## [Exercise directions]
Retype all of the lines below with no changes.

Recorded information section start

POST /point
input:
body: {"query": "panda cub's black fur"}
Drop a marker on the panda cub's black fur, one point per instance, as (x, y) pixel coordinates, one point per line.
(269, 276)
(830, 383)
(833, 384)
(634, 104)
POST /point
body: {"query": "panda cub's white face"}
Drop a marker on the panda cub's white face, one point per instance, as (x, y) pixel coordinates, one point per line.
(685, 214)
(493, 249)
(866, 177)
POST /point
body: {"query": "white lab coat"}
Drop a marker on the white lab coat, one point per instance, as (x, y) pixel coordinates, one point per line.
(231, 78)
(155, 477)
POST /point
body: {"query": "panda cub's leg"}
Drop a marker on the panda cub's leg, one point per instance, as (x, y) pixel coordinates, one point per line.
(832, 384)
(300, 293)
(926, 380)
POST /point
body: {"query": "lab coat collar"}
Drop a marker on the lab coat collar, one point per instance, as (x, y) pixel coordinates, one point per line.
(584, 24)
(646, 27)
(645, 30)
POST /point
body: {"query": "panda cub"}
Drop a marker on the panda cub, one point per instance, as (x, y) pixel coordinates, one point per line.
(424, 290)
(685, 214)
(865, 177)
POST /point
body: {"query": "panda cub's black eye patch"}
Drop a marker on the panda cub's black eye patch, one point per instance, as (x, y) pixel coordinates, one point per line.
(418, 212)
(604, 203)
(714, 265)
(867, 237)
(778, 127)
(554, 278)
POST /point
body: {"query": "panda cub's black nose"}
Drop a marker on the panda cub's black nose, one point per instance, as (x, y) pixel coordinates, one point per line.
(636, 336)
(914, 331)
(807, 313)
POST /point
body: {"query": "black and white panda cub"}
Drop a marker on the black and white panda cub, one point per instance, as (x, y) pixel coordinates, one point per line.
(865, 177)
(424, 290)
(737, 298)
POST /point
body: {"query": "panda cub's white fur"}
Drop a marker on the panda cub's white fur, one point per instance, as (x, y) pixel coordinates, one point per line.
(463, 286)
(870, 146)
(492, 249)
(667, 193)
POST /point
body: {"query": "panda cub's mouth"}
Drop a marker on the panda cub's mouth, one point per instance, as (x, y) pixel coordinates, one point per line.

Recorded information section end

## [Exercise result]
POST /point
input:
body: {"query": "panda cub's black fur"}
Drop a marker on the panda cub's black fur, one point per instance, as (x, y) pixel coordinates, one point per line.
(269, 276)
(830, 383)
(833, 384)
(634, 104)
POST /point
body: {"query": "panda cub's white face"}
Drop a marker on the panda cub's white face, one point per instance, as (x, y) pixel coordinates, one point per line.
(685, 214)
(493, 249)
(866, 177)
POST /point
body: {"query": "white lab coat"}
Drop a marker on the white lab coat, one point per instance, as (x, y) pixel coordinates, one point per line.
(231, 78)
(155, 477)
POST /point
body: {"query": "panda cub's leg"}
Drop a marker on the panda cub's leg, one point per instance, as (x, y) pixel coordinates, one point per line.
(832, 384)
(300, 293)
(926, 380)
POST /point
body: {"query": "lab coat collar"}
Drop a marker on the lab coat collar, one point per instance, as (x, y) pixel coordinates, one point per line.
(584, 24)
(646, 27)
(645, 30)
POST /point
body: {"query": "panda cub"}
Drop a marker on the panda cub, one point per instance, as (x, y) pixel coordinates, one point per line.
(424, 290)
(685, 214)
(865, 177)
POST /point
body: {"query": "panda cub's black eye patch"}
Drop a marker on the panda cub's black eye patch, one point per instance, as (x, y) pixel coordinates, one point per line.
(418, 212)
(604, 203)
(714, 265)
(867, 237)
(778, 127)
(554, 278)
POST /point
body: {"query": "panda cub's black nose"}
Drop a marker on the panda cub's black nose, one point per instance, as (x, y) pixel coordinates, one point per line.
(636, 336)
(914, 331)
(807, 313)
POST /point
body: {"query": "black and white panda cub"}
Drop a marker on the black and white panda cub, one point per instance, as (x, y) pixel coordinates, one point per line.
(865, 177)
(424, 290)
(737, 298)
POST /point
body: {"query": "panda cub's white fur"}
Drop a marker on the panda cub's white fur, one point per instance, as (x, y) pixel coordinates, one point per line.
(463, 286)
(870, 146)
(492, 249)
(667, 193)
POST /point
body: {"query": "panda cub's mouth"}
Drop a marker on the panda cub's mouth, one point per instance, as (x, y) pixel coordinates, one point per line.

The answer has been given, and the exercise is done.